• _Directions_
Starting with the line that contains "Target: gray trousers" and ending with the final line of the data below, print those lines exactly and nothing else.

Point-per-instance localization data:
═══
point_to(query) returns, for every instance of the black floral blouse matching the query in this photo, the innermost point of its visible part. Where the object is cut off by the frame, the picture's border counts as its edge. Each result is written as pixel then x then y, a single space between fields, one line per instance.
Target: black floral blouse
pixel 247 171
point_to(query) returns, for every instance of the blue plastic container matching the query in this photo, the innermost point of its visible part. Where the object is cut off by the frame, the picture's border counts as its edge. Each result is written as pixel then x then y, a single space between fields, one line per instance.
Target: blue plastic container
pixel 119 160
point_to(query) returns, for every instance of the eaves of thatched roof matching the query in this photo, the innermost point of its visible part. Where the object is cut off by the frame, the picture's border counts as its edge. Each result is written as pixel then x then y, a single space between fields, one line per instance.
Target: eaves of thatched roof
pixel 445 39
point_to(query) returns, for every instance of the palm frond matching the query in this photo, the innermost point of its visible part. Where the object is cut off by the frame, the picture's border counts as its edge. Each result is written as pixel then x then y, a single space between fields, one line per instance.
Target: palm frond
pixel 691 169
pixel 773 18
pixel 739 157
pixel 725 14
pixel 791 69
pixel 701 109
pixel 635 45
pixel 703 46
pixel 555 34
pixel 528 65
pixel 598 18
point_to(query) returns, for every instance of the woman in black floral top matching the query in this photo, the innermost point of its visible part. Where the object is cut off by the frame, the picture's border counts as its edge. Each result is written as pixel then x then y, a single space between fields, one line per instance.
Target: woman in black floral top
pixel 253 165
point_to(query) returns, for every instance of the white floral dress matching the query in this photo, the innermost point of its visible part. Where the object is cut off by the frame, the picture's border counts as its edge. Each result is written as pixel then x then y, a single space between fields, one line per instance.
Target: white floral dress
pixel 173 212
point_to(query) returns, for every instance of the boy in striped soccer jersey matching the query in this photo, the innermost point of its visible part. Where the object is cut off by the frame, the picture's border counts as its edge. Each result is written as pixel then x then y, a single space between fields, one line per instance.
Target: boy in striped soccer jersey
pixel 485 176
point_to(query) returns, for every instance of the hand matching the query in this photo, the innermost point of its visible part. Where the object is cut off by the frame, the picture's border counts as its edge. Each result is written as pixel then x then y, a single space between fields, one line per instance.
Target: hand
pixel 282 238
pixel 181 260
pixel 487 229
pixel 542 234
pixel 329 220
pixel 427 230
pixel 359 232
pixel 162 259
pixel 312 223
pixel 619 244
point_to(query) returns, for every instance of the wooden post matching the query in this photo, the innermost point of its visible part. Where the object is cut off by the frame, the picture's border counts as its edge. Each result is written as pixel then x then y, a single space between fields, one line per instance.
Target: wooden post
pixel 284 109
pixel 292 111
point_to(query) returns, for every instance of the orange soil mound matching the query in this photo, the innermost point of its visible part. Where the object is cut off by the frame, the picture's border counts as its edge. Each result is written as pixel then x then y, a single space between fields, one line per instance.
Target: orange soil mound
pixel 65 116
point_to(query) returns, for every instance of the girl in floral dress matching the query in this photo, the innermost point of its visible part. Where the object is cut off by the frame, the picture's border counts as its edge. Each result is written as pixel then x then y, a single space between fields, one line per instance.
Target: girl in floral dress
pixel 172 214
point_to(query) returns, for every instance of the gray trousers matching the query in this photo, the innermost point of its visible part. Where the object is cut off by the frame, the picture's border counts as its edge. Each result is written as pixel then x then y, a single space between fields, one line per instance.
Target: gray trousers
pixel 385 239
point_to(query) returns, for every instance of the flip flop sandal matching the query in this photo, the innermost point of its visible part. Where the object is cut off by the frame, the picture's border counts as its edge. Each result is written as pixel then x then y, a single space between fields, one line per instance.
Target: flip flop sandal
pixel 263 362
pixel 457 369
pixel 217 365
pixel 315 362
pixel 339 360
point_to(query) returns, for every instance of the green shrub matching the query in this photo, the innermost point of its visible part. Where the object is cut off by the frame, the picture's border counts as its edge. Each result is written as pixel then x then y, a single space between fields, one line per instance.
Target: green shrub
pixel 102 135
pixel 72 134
═══
• _Task output_
Target: gray trousers
pixel 385 239
point_to(query) returns, for every instance of the flip flop sandal matching the query in this photo, the innermost point of its visible part. Where the object is cut off by the frame, the picture's border counts as its edge. Each result is written as pixel then x then y, a single space between fields, one line per instance.
Target: flip flop sandal
pixel 263 362
pixel 457 369
pixel 217 365
pixel 315 362
pixel 339 360
point_to(query) returns, for every instance of the green shrub matching the query in this photo, the innermost point of its visible part. Where the object is cut off by the frame, the picture's border counts as its edge. Each result is written as pixel then x then y, a single space between fields, one line per instance.
Target: green shrub
pixel 102 135
pixel 72 134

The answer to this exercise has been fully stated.